[Study text — start]

Once thought of as high calorie treats to be avoided, nuts and seeds are emerging as an important component of a healthy dietary pattern.
All Seeds: Nuts and seeds are a rich source of plant protein, have plenty of dietary fiber, and are high in heart-healthy mono-and polyunsaturated fats (including plant omega-3 fatty acids) and low in saturated fats. They also contain many vitamins and minerals (such as vitamin E, magnesium, phosphorus, copper, and manganese) and a collection of plant chemicals with potential antioxidant and anti-inflammatory properties.
Nuts and seeds are often thought of as separate categories, but they are actually all seeds of flowering plants. What we call seeds (like sunflower, flax, chia, and pumpkin seeds) come from flowers and crops. Nuts are seeds of trees. Common nut varieties include almonds, cashews, macadamias, pistachios, and walnuts. Peanuts are not technically nuts—they are legumes like beans, lentils, and peas—but they are nutritionally similar to tree nuts and commonly treated as nuts.

[Study text — finish]
[Study material — start]

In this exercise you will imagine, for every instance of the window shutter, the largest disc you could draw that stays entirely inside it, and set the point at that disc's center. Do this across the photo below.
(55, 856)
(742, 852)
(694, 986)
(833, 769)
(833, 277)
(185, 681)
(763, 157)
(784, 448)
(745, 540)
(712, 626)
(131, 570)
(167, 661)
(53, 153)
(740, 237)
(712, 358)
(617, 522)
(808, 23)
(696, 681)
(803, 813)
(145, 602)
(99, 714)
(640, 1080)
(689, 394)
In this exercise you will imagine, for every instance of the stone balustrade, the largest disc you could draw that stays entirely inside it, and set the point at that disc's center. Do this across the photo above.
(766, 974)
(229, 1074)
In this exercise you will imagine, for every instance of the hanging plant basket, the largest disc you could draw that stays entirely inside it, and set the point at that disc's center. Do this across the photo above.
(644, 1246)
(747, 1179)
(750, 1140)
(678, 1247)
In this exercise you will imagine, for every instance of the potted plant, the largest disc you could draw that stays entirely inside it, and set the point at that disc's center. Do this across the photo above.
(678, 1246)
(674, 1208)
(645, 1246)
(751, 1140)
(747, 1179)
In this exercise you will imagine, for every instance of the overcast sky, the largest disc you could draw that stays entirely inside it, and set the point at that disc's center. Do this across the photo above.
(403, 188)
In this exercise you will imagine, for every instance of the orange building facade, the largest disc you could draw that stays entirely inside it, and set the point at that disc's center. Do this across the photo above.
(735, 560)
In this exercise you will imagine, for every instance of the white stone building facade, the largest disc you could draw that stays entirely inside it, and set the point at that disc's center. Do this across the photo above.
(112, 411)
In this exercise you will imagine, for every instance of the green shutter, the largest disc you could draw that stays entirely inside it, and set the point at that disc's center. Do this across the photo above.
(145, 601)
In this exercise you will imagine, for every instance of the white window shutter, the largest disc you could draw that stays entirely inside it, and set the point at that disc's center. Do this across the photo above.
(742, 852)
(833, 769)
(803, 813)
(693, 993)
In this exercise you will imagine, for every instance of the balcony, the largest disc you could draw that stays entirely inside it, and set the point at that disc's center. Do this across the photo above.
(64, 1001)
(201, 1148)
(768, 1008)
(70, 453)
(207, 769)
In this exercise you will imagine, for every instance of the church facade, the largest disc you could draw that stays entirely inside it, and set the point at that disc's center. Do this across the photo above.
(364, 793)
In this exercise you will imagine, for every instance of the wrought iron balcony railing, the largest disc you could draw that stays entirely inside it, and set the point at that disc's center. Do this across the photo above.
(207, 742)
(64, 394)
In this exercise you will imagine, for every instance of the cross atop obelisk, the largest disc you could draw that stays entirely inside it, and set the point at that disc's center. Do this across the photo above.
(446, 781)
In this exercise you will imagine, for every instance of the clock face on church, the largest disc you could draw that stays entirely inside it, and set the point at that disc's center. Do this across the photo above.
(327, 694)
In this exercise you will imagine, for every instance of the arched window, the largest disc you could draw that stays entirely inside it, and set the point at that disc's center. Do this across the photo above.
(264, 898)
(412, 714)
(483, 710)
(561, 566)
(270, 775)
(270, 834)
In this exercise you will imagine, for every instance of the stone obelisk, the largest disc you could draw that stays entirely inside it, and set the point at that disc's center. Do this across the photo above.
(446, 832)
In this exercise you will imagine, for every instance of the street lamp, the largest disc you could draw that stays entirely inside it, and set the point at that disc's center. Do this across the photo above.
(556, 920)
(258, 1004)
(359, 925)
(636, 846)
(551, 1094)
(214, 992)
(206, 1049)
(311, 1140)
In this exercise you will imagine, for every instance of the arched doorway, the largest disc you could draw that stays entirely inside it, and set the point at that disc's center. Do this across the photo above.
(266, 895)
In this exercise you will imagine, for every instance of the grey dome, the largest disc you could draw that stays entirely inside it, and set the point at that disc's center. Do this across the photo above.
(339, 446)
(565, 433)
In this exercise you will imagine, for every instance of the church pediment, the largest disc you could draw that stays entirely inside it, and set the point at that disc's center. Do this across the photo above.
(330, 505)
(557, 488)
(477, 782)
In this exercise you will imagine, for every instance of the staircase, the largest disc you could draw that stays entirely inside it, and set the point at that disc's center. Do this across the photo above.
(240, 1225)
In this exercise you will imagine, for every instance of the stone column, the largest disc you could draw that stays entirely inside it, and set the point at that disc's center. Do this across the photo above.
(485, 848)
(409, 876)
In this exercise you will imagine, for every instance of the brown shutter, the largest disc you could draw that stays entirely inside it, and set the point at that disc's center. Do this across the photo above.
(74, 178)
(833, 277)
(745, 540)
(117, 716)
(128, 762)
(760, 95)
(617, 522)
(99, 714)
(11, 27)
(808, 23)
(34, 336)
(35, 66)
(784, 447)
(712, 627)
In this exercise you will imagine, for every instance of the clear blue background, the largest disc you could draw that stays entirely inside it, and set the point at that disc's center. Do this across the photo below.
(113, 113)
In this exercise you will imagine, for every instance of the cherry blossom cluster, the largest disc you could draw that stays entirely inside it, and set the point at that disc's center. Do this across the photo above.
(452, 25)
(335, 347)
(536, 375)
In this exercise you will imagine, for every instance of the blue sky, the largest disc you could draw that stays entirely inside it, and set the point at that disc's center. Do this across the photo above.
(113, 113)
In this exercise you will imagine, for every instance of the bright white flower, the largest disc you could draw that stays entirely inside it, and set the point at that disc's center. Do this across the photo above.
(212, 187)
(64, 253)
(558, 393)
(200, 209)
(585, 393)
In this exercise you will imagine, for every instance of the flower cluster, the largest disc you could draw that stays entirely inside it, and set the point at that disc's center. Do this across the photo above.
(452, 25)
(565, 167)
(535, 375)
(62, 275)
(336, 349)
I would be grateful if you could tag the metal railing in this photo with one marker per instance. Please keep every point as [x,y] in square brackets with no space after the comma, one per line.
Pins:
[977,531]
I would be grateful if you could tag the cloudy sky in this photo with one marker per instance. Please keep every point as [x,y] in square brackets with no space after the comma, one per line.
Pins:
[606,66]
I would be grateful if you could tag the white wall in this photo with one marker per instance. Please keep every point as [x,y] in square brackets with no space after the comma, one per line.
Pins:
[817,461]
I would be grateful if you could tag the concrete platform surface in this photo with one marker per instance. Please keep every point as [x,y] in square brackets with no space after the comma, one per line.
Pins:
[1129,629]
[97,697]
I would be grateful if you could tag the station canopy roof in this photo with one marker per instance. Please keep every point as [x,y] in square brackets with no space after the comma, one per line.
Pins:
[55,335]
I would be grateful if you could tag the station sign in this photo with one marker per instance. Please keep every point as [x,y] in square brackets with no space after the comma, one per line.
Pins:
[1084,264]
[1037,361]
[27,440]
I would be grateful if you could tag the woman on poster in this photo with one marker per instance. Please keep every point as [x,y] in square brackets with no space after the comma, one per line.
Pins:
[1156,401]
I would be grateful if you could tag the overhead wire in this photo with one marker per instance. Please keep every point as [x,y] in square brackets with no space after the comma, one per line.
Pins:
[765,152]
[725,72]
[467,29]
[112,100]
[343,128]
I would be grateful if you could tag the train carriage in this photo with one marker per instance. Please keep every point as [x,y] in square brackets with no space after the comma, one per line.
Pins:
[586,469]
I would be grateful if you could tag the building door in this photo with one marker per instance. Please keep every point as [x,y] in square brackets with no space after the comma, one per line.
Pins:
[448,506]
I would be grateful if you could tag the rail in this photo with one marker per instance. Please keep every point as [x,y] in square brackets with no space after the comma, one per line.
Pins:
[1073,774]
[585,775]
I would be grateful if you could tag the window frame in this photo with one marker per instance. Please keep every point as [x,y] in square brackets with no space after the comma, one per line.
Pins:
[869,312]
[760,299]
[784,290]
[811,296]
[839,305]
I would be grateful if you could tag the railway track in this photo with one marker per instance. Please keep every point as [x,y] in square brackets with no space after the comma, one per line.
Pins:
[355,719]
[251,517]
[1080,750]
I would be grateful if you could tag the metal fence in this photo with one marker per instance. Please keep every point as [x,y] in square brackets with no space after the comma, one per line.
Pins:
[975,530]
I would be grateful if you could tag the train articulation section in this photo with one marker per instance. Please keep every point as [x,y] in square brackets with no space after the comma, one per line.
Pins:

[Study material — finish]

Task set –
1. In the nuts and seeds text, what are peanuts technically, if not nuts?
2. Could you write out the stretch of the nuts and seeds text from "All Seeds: Nuts" through "and anti-inflammatory properties.", word for word?
3. What would come next in the nuts and seeds text if you carried it on from its last line?

Expected results –
1. Legumes, like beans, lentils, and peas.

2.
All Seeds: Nuts and seeds are a rich source of plant protein, have plenty of dietary fiber, and are high in heart-healthy mono-and polyunsaturated fats (including plant omega-3 fatty acids) and low in saturated fats. They also contain many vitamins and minerals (such as vitamin E, magnesium, phosphorus, copper, and manganese) and a collection of plant chemicals with potential antioxidant and anti-inflammatory properties.

3.
Health Impact: Frequent nut consumption is associated with a lower risk of developing high blood pressure, cardiovascular disease (CVD), and cancer, and evidence from clinical trials has suggested nut consumption may improve cholesterol and triglyceride levels, insulin resistance and oxidative stress.
Swapping less nutritious foods with nuts and seeds may be an impactful dietary change. In a study by Tufts’ researchers that looked at the association between various dietary factors and death from heart disease, stroke, and type 2 diabetes in the U.S., low intake of nuts and seeds was more strongly associated with these diet-related deaths than any dietary factor except high intake of sodium.